◆ **DIRECTIONS FOR THIS TASK**: Copy all of the material below word for word, leaving out the pictures.

* start *

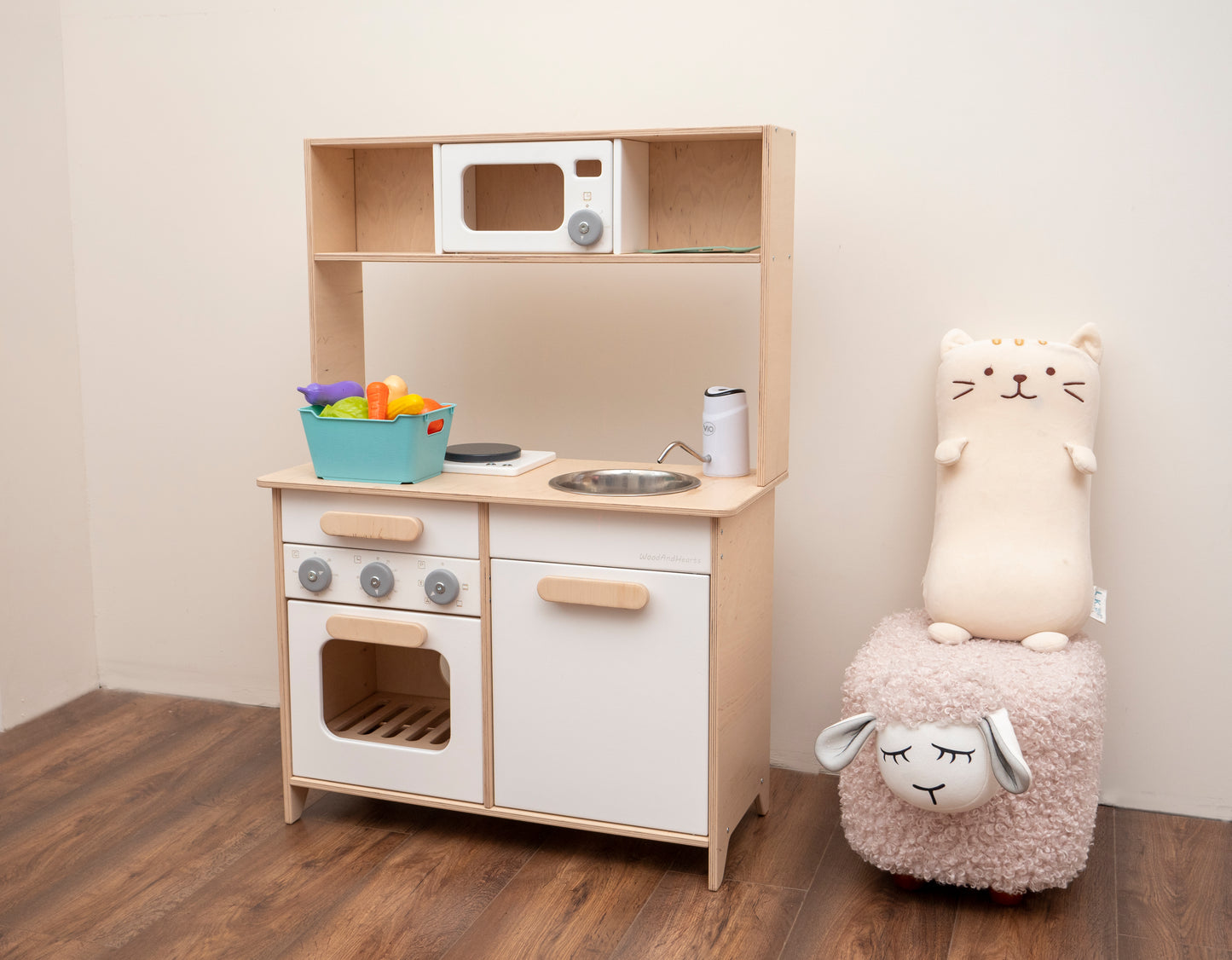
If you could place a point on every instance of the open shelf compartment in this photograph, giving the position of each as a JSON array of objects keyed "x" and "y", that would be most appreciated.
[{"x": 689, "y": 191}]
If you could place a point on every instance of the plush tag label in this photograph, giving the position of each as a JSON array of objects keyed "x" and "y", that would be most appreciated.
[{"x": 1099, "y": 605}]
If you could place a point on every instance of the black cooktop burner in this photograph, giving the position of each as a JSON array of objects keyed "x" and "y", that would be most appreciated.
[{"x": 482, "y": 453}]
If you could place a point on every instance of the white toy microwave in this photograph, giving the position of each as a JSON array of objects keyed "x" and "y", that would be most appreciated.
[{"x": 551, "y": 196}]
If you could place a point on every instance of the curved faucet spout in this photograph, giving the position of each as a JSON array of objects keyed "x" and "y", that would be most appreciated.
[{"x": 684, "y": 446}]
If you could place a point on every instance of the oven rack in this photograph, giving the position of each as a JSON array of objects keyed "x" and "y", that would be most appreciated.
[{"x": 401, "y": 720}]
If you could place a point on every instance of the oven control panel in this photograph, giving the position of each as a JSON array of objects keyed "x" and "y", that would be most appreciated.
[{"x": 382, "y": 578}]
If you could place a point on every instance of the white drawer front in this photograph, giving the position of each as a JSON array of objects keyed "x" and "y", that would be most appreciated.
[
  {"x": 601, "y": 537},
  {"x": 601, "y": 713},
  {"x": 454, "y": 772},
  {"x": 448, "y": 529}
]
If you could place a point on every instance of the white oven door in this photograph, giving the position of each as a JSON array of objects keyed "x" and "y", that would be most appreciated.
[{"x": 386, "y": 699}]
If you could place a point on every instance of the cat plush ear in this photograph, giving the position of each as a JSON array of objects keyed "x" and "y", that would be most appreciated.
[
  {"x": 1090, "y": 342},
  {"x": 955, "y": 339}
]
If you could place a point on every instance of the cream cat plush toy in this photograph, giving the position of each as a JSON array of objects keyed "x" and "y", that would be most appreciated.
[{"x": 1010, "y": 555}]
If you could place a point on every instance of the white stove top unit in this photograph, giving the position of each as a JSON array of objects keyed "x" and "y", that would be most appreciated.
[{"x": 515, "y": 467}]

* end *

◆ **COMPLETED EXERCISE**:
If you could place a point on every instance of the open shelf compartment in this photograph, giving the position of each as a JSON array of objects keyed "x" and "y", that would be most appreciated.
[{"x": 689, "y": 191}]
If you could place a point on every instance of the plush tag label in this photograph, giving the position of each as a JSON array of objects keyed "x" and "y", that would be most appreciated.
[{"x": 1099, "y": 605}]
If you could place a point on every instance of the black cooktop burner in this photograph, giving the position of each as a JSON array of objects keyed "x" and "y", that would be most appreciated.
[{"x": 482, "y": 453}]
If you could place a point on every instance of the white toy microwave in this photograph, giving the position of each as a JSON array of objects keyed "x" and "y", that would be most appreciated.
[{"x": 551, "y": 196}]
If you could place a point on every instance of the curved faucet spout in this photograph, giving the position of each as a JSON array of objects keyed "x" and "y", that would be most appreciated.
[{"x": 684, "y": 446}]
If you could place a point on every instance of the oven rack in this photograph, giving the position of each as a JSON array of objects keyed "x" and "y", that would be most appreciated.
[{"x": 401, "y": 720}]
If you could place a point on every instance of the oven control panel in this photograph, giving the position of each as a JSON array of objects keyed "x" and "y", that would be most appreciated.
[{"x": 382, "y": 578}]
If you could place a point on every instance of the white drawer front in this photograph, giving the position of each as a JSON array of objects keyed "x" and "y", that would be most appreciated.
[
  {"x": 601, "y": 537},
  {"x": 601, "y": 713},
  {"x": 454, "y": 772},
  {"x": 448, "y": 529}
]
If you could place a point on every instance of the white oven door in this photograph, giving the position of each as a JSON array of objects keyed "x" and "y", that would be most appreciated.
[{"x": 386, "y": 699}]
If you could place a point on every instance of the cat plush ear in this photograph, giving the position of each as a JSON array of objects keyed "x" and "y", that would be most appreciated.
[
  {"x": 1090, "y": 342},
  {"x": 955, "y": 339}
]
If you could place a point on every instance of the cream cat plush toy in this photograph, giving the position of each as a JSON array of objects keyed "x" and "y", that would be most appreciated.
[{"x": 1010, "y": 555}]
If you could place a point on every instance of the white stove top unit in this photograph, giving the position of each as a JSON array of objects keyed "x" and "y", that would be most appreciated.
[{"x": 515, "y": 467}]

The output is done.